Stored data entries
[Start of Attachment]
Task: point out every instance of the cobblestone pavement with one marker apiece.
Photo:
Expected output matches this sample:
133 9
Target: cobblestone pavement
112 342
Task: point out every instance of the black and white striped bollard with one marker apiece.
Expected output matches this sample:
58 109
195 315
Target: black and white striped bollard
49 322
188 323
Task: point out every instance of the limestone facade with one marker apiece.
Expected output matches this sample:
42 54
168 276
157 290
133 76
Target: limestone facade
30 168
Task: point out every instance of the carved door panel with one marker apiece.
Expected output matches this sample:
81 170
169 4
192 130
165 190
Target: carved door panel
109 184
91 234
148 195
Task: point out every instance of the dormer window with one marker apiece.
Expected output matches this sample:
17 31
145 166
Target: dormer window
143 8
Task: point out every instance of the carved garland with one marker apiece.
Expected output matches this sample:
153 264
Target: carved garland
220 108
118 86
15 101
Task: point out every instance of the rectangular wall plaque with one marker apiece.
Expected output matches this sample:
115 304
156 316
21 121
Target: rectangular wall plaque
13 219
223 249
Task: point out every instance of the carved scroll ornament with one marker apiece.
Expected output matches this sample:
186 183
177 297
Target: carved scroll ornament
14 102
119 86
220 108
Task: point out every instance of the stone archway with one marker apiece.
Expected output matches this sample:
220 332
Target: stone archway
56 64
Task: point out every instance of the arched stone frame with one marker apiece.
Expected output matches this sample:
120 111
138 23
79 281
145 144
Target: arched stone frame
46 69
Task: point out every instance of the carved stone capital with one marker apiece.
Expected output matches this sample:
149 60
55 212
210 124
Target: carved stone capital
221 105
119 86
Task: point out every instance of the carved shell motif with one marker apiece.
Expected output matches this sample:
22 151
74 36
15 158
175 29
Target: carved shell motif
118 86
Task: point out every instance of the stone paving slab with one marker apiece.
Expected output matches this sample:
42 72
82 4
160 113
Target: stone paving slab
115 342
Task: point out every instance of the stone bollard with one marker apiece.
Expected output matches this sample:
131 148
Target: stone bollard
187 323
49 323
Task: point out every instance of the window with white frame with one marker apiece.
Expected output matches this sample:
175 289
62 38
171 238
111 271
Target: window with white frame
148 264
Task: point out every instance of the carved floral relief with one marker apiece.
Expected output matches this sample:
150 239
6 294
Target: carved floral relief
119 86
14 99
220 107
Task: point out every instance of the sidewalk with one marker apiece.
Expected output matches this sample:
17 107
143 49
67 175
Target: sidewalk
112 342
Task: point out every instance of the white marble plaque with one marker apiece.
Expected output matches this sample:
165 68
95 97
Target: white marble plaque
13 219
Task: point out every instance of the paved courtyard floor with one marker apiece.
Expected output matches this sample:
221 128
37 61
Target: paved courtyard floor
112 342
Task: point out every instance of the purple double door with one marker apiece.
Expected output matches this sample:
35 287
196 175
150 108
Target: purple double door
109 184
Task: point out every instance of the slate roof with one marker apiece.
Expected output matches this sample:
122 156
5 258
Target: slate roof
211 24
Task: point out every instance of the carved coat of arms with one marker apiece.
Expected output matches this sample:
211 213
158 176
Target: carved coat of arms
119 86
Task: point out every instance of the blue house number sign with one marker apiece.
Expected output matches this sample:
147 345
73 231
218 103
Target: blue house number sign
[End of Attachment]
> [ACTIVITY] An unaltered transcription of all the data above is needed.

> [TASK ANSWER]
Task: point out every instance of the cobblestone pavement with one marker apiece.
Photo:
Expected output matches this sample:
133 9
Target: cobblestone pavement
112 342
Task: point out every instance of the black and white striped bollard with one marker apiece.
Expected output matches this sample:
58 109
195 315
Target: black and white striped bollard
49 322
188 323
Task: point out every instance of the limestone facade with one marker apiece.
Expected output matches this sample:
42 54
168 276
157 290
133 76
Target: limestone facade
30 168
Task: point out every instance of the carved door panel with one marker apiece.
Expected output matches this sample:
81 170
169 4
192 130
165 190
Target: carved door panel
109 184
91 234
148 195
Task: point out every instance of the dormer window with one marker apiece.
Expected output matches this sample:
17 31
145 166
Target: dormer window
143 8
Task: point out every instance of the carved garland with one marker apiece.
Expected output matches this sample:
153 264
Target: carved garland
220 108
118 86
15 101
Task: point out every instance of the rectangular wall plaque with one marker apiece.
Expected output matches this sample:
115 304
156 316
21 121
Target: rectangular wall plaque
13 219
223 249
Task: point out every instance of the carved scroll ornament with one marker apiece.
Expected output matches this sample:
186 183
177 297
Target: carved scroll ornament
14 102
119 86
220 108
Task: point out every instance of the stone archway with one marker apiece.
Expected output matches this sample:
220 332
Target: stone archway
56 64
Task: point out every instance of the arched stone frame with one marker apiece.
Expected output matches this sample:
120 111
138 23
79 281
145 144
Target: arched stone frame
46 69
Task: point out every instance of the carved stone capital with one marker apiece.
Expected output matches this sample:
149 60
55 212
210 124
Target: carved stone capital
221 105
119 86
Task: point out every instance of the carved shell motif with one marker apiece.
Expected output matches this sample:
22 151
74 36
15 158
175 29
Target: carved shell motif
118 86
Task: point out every instance of the stone paving slab with one marker apiece.
Expected output matches this sample:
42 72
82 4
160 113
Target: stone paving slab
115 342
Task: point out every instance of the stone bollard with one marker apiece.
Expected output matches this sample:
131 148
Target: stone bollard
187 323
49 323
Task: point out every instance of the window with white frame with one marker apiece.
Expected output matches this sample:
175 289
62 38
171 238
111 271
Target: window with white frame
148 264
Task: point out every instance of the carved floral relief with one marker apiece.
Expected output matches this sample:
150 239
6 294
Target: carved floral relief
119 86
14 99
220 107
Task: point out every instance of the sidewalk with one marker apiece.
Expected output matches this sample:
17 107
143 49
67 175
Target: sidewalk
112 342
Task: point out every instance of the white marble plaque with one marker apiece.
Expected output matches this sample:
165 68
95 97
Target: white marble plaque
13 219
Task: point out every instance of the paved courtyard floor with one marker apiece.
Expected output matches this sample:
221 128
37 61
Target: paved courtyard floor
112 342
Task: point out every instance of the purple double door with one marker apiece.
Expected output matches this sample:
35 287
196 175
150 108
Target: purple double door
109 184
Task: point out every instance of the slate roof with one marker apiece.
Expected output matches this sample:
122 156
5 258
Target: slate roof
211 24
Task: point out every instance of the carved coat of arms with one marker apiece.
Expected output matches this sample:
211 213
158 176
Target: carved coat of arms
119 86
Task: point out every instance of the blue house number sign with one marker apiece.
Expected output matches this sample:
147 345
73 231
218 103
Target: blue house number sign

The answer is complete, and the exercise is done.